WHAT YOU SHOULD DO:
Can you write out all of the lines below again with each "in this photo" replaced by "in this image" and nothing else changed, leaving out the pictures?

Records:
-------------------------

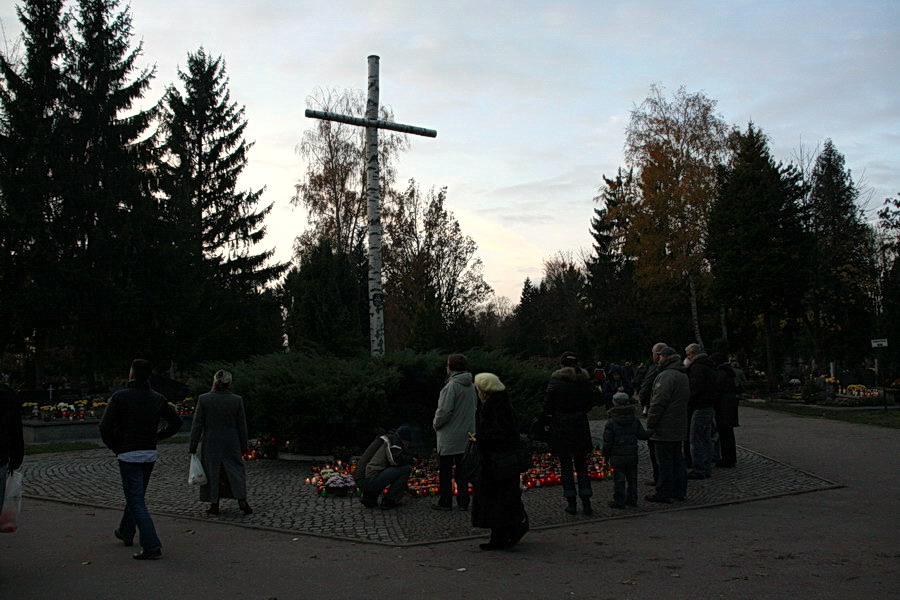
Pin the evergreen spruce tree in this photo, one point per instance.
(610, 292)
(756, 243)
(325, 300)
(31, 127)
(107, 221)
(214, 226)
(838, 304)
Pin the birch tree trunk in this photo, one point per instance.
(373, 192)
(695, 317)
(724, 324)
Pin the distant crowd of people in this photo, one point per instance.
(690, 405)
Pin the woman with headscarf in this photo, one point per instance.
(497, 499)
(568, 399)
(220, 423)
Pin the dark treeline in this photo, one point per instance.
(124, 233)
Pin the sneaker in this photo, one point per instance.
(658, 499)
(125, 541)
(152, 554)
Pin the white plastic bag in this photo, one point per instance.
(196, 476)
(12, 503)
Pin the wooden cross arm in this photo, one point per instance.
(318, 114)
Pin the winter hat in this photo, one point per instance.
(568, 359)
(621, 398)
(488, 382)
(222, 377)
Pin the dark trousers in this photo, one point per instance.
(672, 482)
(625, 485)
(450, 468)
(395, 477)
(569, 465)
(135, 477)
(728, 446)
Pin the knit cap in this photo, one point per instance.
(621, 398)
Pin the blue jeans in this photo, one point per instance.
(396, 477)
(672, 482)
(3, 472)
(135, 477)
(569, 465)
(703, 427)
(446, 465)
(625, 485)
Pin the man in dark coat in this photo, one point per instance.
(726, 410)
(568, 399)
(644, 394)
(667, 419)
(12, 443)
(130, 429)
(701, 410)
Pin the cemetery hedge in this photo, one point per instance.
(319, 402)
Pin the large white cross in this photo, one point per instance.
(373, 194)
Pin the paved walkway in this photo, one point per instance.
(836, 542)
(283, 501)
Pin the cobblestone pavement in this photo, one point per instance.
(283, 501)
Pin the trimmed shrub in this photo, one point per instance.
(321, 403)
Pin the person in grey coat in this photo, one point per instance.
(220, 423)
(667, 418)
(454, 420)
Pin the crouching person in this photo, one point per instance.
(385, 463)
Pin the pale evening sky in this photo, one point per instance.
(531, 99)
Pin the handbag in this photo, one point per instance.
(471, 462)
(12, 503)
(196, 475)
(510, 463)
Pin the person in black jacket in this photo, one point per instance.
(623, 430)
(568, 399)
(130, 429)
(497, 499)
(701, 411)
(726, 410)
(12, 444)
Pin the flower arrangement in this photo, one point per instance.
(423, 481)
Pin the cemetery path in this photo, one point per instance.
(838, 542)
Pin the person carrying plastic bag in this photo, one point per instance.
(12, 452)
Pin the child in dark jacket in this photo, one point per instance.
(623, 430)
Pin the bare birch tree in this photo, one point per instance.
(674, 146)
(333, 188)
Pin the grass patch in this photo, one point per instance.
(60, 447)
(880, 418)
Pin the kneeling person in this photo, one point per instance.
(385, 463)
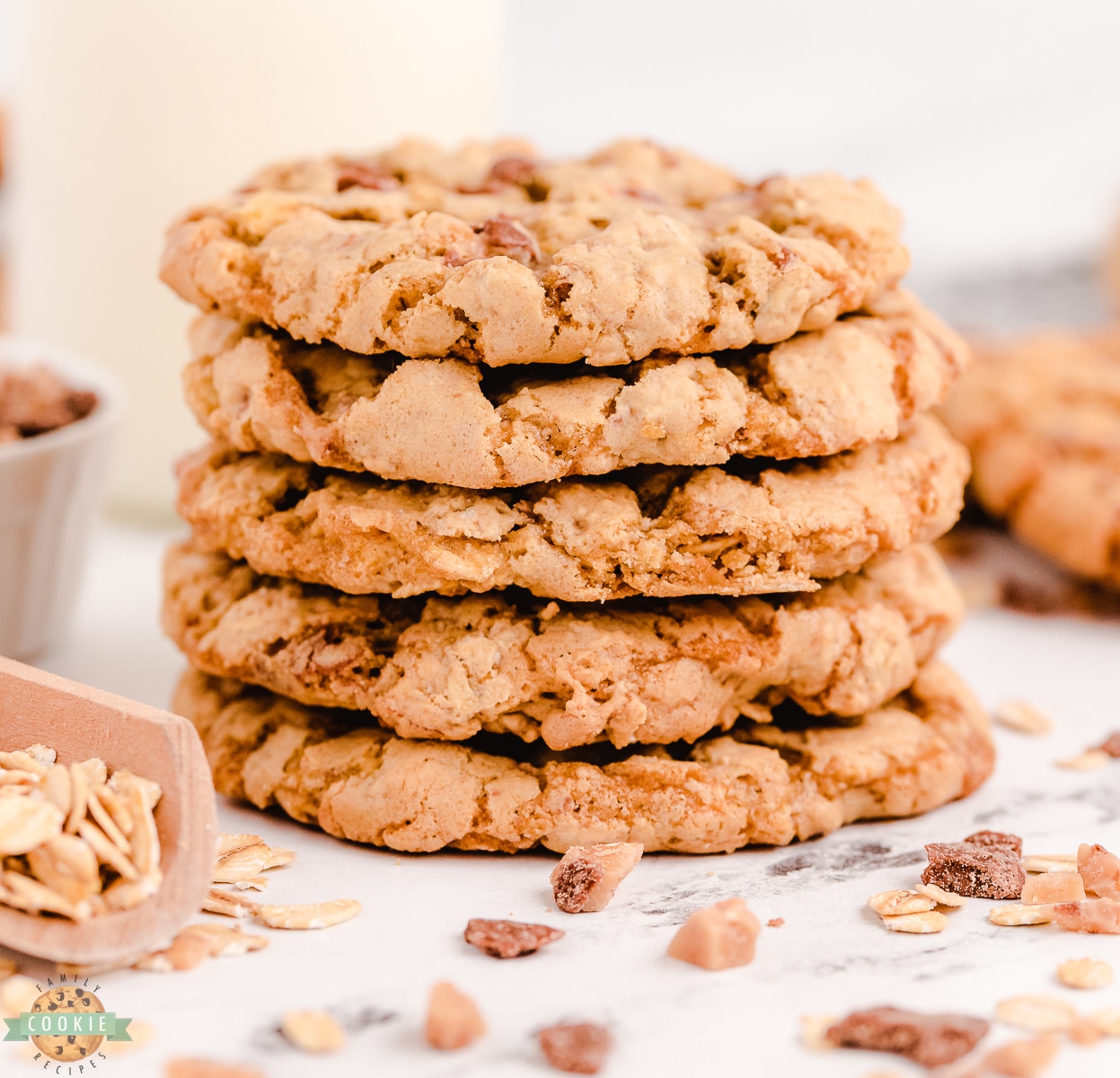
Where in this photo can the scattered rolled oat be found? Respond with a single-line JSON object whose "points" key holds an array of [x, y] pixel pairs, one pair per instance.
{"points": [[1098, 915], [309, 915], [204, 1068], [454, 1021], [930, 1040], [587, 877], [889, 904], [1020, 915], [75, 842], [813, 1028], [1084, 973], [717, 937], [941, 897], [1024, 717], [508, 939], [577, 1049], [313, 1031], [974, 870], [1098, 870], [1053, 887], [1089, 760], [917, 923], [1051, 863], [1037, 1013], [1021, 1059]]}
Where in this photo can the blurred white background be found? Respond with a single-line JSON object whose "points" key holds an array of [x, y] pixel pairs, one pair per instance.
{"points": [[994, 126]]}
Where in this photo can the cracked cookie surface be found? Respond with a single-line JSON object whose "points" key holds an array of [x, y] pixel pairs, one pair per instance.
{"points": [[441, 421], [645, 671], [493, 256], [760, 784], [1042, 420], [651, 531]]}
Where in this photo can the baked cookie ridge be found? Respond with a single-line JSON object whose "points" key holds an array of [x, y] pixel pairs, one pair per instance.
{"points": [[928, 747], [447, 420], [648, 671], [657, 531]]}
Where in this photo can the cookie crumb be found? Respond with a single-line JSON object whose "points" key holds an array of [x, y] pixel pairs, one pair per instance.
{"points": [[974, 870], [717, 937], [508, 939], [930, 1040], [454, 1021], [313, 1031], [1021, 1059], [587, 877], [1023, 717], [577, 1049], [1084, 973]]}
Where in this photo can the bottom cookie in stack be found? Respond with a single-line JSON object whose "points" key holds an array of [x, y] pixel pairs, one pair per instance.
{"points": [[795, 777]]}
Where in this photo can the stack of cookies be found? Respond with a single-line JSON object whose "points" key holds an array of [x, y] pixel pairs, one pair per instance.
{"points": [[560, 503]]}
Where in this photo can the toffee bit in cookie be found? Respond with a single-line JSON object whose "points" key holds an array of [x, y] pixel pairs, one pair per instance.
{"points": [[1084, 973], [508, 939], [718, 936], [929, 1040], [975, 872], [1098, 870], [587, 877], [1096, 915], [1021, 1059], [997, 841], [1024, 717], [577, 1049], [454, 1021], [1053, 887]]}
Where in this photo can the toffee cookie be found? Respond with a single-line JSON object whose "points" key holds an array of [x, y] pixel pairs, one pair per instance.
{"points": [[1042, 420], [733, 530], [450, 421], [639, 670], [508, 261], [761, 783]]}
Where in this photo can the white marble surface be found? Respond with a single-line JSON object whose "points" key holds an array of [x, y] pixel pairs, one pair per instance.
{"points": [[831, 955]]}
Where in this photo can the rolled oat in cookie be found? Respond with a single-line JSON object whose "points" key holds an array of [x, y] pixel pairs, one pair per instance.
{"points": [[762, 783], [508, 939], [975, 872], [450, 421], [605, 261], [587, 877], [645, 670], [930, 1040], [651, 530]]}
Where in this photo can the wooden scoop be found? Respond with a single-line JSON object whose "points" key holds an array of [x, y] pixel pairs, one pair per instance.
{"points": [[80, 721]]}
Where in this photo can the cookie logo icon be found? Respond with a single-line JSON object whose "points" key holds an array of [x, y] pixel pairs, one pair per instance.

-------------------------

FINAL ANSWER:
Pin the evergreen spruce tree in this image, one point per instance.
(610, 292)
(756, 243)
(325, 300)
(31, 127)
(107, 221)
(214, 226)
(838, 304)
Pin the birch tree trunk in this image, one point per instance.
(373, 192)
(695, 317)
(724, 324)
Pin the distant crowd of people in this image, one point per instance.
(690, 405)
Pin the woman with headscarf in this image, one point per instance.
(497, 499)
(568, 399)
(220, 423)
Pin the dark treeline in this image, one point per instance.
(124, 233)
Pin the sneaker in this image, one point per instance.
(658, 499)
(125, 541)
(152, 554)
Pin the white plastic bag in this image, one point per instance.
(196, 476)
(12, 503)
Pin the wooden cross arm in this image, one point per instance.
(318, 114)
Pin the winter hat in this image, one point per instance.
(568, 359)
(621, 398)
(488, 382)
(222, 377)
Pin the dark trousers in this image, one point per instance.
(672, 482)
(625, 485)
(450, 468)
(395, 477)
(569, 465)
(135, 477)
(728, 446)
Pin the knit cap in this image, one point per instance.
(621, 398)
Pin the blue jeans in this image, one point per instance.
(396, 477)
(672, 482)
(3, 472)
(135, 477)
(569, 465)
(703, 427)
(446, 465)
(625, 485)
Pin the man in dark coat in this image, one point per instance.
(726, 410)
(568, 399)
(644, 394)
(667, 419)
(12, 443)
(130, 429)
(701, 410)
Pin the cemetery hedge in this image, one point per instance.
(319, 402)
Pin the large white cross in this image, one point per instance.
(373, 194)
Pin the paved walkway in this image, one point per instance.
(836, 542)
(283, 501)
Pin the cobblestone pavement in this image, one point per instance.
(283, 501)
Pin the trimmed shrub in this image, one point per instance.
(321, 403)
Pin the person in grey coat in this image, one point per instance.
(220, 423)
(667, 418)
(454, 420)
Pin the crouching person in this image, one point per instance.
(385, 463)
Pin the pale evening sky in this image, one point per instance.
(531, 99)
Pin the handbag in this image, one point per instance.
(471, 462)
(12, 503)
(196, 475)
(510, 463)
Pin the person in black jacket in this image, one point per instance.
(623, 430)
(568, 399)
(130, 429)
(497, 499)
(701, 411)
(726, 410)
(12, 444)
Pin the flower arrangement in this image, one point per instance.
(423, 481)
Pin the cemetery path in this image, one point per instance.
(838, 542)
Pin the person carrying plastic bag in this image, one point per instance.
(12, 452)
Pin the child in dark jacket in this image, one point per instance.
(623, 430)
Pin the bare birch tree in this image, one point per instance.
(674, 146)
(333, 188)
Pin the grass patch in this image, one point per instance.
(60, 447)
(880, 418)
Pin the kneeling person in this image, one point per instance.
(385, 463)
Where in this image can the scattered rolled oat be found? Respond with a single-line JSON object whose "points" key holds an array of [x, y] pixel pairs, one pair per instance.
{"points": [[1098, 915], [309, 915], [204, 1068], [454, 1021], [930, 1040], [587, 877], [889, 904], [1020, 915], [75, 842], [813, 1028], [1084, 973], [717, 937], [941, 897], [1024, 717], [508, 939], [577, 1049], [313, 1031], [974, 870], [1098, 870], [1053, 887], [1089, 760], [917, 923], [1051, 863], [1037, 1013], [1021, 1059]]}
Where in this image can the blurred white background be found? Respond with a single-line JSON object whose "points" key holds an array of [x, y] pixel pairs, one pair per instance.
{"points": [[994, 126]]}
Where in this image can the cracked cookie surface be found? Respond with a single-line JSON object whose "points" key holds an array of [x, y] pixel pairs, one pair per instance.
{"points": [[441, 421], [645, 671], [493, 256], [760, 784], [1042, 420], [651, 531]]}
Where in this image can the baked cookie ridge be found? Respond with a single-line JSON object whose "points" key holds an array of [x, y] pixel pairs, one pair per instance.
{"points": [[928, 747], [447, 420], [648, 671], [657, 531]]}
Where in this image can the cookie crumb be found? Respond with a single-line JSON object whose "points" key holds an array of [x, y] pixel pairs, one pair per instance.
{"points": [[974, 870], [717, 937], [508, 939], [930, 1040], [454, 1021], [313, 1031], [1021, 1059], [587, 877], [1023, 717], [577, 1049], [1084, 973]]}
Where in this image can the bottom cookie in stack be found? Respond with a single-line JSON object whose "points" key holds an array of [x, y] pixel pairs, one pair per instance.
{"points": [[795, 777]]}
Where in this image can the stack of cookies be found? Respond with a single-line JSON object whose "points" key holds an array of [x, y] pixel pairs, one pair per instance.
{"points": [[560, 503]]}
Where in this image can the toffee bit in cookie be found? Respond with a single-line JSON object whose "points" key holds an array of [x, y] pixel pairs, one pair per instance.
{"points": [[1084, 973], [508, 939], [718, 936], [929, 1040], [975, 872], [1098, 870], [587, 877], [1096, 915], [1021, 1059], [997, 841], [1024, 717], [577, 1049], [454, 1021], [1053, 887]]}
Where in this image can the toffee cookie be found? Respond with a single-line JSON object whose "points" key holds an array of [x, y] pixel pairs, one pair per instance.
{"points": [[1042, 420], [733, 530], [450, 421], [639, 670], [508, 261], [761, 783]]}
Where in this image can the white marble surface be found? Respond with a single-line JSON object whose "points" key holds an array of [x, y] pixel pairs, one pair per instance.
{"points": [[831, 955]]}
Where in this image can the rolled oat in cookie be found? Respond with a single-line JSON object whose "points" key holds an array of [x, y] pixel pairs, one pair per instance.
{"points": [[762, 783], [508, 939], [975, 872], [450, 421], [605, 261], [587, 877], [645, 670], [930, 1040], [651, 530]]}
Where in this image can the wooden scoop be found? Respond with a single-line JSON object whose "points" key holds an array of [x, y] pixel pairs, one pair per instance.
{"points": [[80, 721]]}
Where in this image can the cookie logo icon be found? Respond with a single-line JSON object whose "points" key holds an array of [x, y] pixel pairs, one pair per instance.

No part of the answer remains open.